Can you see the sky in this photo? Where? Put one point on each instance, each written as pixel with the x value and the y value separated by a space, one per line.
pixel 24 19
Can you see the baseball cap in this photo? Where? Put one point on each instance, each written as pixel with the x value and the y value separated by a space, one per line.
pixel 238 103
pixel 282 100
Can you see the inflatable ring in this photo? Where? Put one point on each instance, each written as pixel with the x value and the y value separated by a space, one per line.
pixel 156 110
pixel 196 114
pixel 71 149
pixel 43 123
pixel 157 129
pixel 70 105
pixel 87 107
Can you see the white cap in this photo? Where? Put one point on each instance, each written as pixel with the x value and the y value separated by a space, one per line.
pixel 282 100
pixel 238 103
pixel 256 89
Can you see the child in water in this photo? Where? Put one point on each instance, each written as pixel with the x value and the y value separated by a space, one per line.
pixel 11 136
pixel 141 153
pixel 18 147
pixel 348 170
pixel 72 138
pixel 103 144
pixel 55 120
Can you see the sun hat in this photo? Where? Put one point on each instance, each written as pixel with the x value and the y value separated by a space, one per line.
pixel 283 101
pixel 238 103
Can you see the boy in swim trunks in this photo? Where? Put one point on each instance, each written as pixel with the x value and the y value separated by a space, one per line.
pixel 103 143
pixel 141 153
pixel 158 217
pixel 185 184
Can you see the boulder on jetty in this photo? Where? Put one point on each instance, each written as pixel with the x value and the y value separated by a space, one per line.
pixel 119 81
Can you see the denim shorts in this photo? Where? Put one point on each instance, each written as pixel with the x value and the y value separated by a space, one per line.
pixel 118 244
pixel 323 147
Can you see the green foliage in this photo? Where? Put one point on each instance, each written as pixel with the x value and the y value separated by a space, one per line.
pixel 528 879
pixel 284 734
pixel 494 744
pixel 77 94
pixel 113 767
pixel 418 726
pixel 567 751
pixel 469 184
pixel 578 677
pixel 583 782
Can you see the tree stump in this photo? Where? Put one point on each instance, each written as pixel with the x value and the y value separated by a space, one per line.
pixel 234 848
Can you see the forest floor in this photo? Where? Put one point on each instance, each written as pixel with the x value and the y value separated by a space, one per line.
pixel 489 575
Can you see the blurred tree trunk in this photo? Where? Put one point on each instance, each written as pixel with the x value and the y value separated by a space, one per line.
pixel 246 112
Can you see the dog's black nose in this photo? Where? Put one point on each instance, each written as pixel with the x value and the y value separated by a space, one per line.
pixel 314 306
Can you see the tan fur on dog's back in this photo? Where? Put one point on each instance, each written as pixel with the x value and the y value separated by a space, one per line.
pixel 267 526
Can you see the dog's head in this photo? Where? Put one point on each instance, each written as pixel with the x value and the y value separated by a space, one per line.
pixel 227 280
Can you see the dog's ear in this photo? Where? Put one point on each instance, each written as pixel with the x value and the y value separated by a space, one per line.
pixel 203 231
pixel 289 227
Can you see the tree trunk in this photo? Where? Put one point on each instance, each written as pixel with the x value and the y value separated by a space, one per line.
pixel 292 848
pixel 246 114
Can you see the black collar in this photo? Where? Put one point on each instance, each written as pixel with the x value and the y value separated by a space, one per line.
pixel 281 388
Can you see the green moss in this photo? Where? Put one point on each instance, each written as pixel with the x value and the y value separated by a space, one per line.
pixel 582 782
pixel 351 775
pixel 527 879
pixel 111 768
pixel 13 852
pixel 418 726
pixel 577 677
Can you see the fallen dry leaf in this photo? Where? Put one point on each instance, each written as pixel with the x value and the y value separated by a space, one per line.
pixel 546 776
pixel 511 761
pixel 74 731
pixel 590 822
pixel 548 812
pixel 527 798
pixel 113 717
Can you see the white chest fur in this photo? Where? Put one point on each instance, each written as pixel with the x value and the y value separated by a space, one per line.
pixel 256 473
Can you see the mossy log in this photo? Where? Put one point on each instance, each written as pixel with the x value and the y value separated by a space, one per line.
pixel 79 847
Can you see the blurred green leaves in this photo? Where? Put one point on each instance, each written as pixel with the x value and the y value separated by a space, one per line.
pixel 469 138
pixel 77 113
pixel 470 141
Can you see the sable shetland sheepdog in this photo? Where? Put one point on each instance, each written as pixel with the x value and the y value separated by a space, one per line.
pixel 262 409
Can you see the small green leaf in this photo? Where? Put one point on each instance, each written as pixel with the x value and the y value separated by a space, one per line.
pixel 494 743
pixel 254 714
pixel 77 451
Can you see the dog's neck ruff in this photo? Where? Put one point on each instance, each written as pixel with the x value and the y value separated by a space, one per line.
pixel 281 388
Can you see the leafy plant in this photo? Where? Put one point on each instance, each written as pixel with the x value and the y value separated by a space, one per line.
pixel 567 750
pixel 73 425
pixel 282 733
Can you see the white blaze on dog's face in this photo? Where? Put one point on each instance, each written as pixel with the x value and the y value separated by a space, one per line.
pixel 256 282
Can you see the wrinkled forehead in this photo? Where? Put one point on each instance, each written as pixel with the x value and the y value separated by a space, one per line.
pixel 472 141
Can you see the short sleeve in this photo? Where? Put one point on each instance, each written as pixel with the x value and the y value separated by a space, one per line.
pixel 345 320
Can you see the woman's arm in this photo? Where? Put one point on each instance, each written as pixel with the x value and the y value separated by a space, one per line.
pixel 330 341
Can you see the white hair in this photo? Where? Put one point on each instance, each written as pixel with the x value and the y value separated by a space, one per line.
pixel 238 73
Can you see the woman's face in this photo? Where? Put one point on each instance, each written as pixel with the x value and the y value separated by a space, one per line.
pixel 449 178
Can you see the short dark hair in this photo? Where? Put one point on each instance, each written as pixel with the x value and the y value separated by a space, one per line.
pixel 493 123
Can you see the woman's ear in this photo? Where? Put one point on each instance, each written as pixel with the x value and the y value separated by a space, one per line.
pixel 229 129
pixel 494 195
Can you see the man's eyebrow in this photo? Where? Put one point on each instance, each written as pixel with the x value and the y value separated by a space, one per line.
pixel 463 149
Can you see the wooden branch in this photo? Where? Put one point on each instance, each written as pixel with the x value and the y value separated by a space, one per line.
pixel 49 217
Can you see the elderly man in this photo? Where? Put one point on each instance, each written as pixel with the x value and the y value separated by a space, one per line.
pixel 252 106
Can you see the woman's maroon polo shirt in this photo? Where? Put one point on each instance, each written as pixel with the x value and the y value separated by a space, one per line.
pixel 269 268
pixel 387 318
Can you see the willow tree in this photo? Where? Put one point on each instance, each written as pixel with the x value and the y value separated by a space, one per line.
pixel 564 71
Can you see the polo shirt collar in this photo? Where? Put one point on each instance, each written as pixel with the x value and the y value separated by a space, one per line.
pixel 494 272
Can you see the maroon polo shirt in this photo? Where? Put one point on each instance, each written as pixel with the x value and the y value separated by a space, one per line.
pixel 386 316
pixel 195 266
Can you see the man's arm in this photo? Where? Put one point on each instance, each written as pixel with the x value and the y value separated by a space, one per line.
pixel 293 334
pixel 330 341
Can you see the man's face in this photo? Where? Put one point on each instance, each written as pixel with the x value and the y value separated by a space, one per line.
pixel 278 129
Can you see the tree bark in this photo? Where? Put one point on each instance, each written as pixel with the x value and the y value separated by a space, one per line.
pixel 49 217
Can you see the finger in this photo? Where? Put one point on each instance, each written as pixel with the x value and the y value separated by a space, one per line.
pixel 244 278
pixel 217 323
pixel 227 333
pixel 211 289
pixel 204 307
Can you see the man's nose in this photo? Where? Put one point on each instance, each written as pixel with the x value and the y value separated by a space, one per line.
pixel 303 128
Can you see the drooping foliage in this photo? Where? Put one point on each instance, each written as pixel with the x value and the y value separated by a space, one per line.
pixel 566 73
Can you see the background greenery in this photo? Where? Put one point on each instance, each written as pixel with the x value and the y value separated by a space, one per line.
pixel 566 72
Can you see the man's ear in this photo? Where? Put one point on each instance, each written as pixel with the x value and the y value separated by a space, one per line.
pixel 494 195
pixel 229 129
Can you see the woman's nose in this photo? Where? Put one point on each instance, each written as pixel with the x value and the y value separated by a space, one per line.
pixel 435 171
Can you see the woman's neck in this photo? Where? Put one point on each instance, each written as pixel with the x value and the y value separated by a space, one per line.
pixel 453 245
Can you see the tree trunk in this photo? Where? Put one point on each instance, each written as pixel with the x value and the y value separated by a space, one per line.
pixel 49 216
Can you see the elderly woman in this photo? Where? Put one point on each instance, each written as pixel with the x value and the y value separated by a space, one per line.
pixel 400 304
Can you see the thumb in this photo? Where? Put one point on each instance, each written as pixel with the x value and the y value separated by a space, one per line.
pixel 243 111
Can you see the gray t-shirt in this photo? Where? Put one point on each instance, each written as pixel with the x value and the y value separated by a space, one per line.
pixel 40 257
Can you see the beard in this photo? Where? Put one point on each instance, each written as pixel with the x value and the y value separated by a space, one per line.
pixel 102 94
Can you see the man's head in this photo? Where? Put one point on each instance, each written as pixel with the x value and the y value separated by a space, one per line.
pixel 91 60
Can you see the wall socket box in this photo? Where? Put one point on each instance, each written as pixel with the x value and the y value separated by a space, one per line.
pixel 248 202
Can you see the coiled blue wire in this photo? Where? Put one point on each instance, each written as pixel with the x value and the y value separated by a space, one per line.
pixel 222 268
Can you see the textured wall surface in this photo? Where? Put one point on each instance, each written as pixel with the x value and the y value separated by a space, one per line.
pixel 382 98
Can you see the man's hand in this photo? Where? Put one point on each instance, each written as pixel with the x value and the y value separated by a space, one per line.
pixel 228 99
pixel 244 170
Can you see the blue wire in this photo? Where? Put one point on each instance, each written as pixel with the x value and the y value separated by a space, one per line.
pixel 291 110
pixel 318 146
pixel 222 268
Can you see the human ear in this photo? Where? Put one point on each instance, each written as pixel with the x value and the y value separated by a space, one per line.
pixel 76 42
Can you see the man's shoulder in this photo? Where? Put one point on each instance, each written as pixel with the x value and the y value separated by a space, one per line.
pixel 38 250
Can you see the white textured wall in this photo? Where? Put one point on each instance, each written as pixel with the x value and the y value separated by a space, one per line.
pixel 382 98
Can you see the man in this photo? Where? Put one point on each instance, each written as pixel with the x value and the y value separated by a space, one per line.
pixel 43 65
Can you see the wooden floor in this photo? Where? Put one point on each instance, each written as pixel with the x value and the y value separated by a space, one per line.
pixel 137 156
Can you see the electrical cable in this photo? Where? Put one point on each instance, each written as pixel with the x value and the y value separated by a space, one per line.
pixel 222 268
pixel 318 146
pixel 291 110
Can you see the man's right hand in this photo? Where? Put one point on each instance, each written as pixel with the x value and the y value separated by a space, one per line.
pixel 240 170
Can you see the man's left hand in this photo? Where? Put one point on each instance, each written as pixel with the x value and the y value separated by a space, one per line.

How to complete this task
Lines from the one containing "Can you see the white textured" through the end of the entries above must be copied exactly; include both ends and no other lines.

Final answer
Can you see the white textured wall in this photo? Where? Put one point on each instance, each written as pixel with the x value and the y value separated by a space, one per line.
pixel 382 98
Can you see the man in this photo? Where? Put one point on each instance, each written as pixel with the x value and the y value separated by a space, one per line.
pixel 43 65
Can you see the wooden floor in this photo? Where? Put one point on each instance, each written as pixel with the x value and the y value separated by a space, one per line.
pixel 137 156
Can you see the electrical cable in this photo? Where? Put one point on each instance, each written as pixel with the x value and the y value separated by a space, one per line.
pixel 222 268
pixel 318 146
pixel 291 110
Can you see the man's right hand in this photo? Where? Put one point on each instance, each written as pixel with the x value and the y value separated by a space, one per line.
pixel 240 170
Can you see the man's left hand in this photo? Where? Put one point on each instance, each written as pixel with the x value and the y value separated by a space, one per line.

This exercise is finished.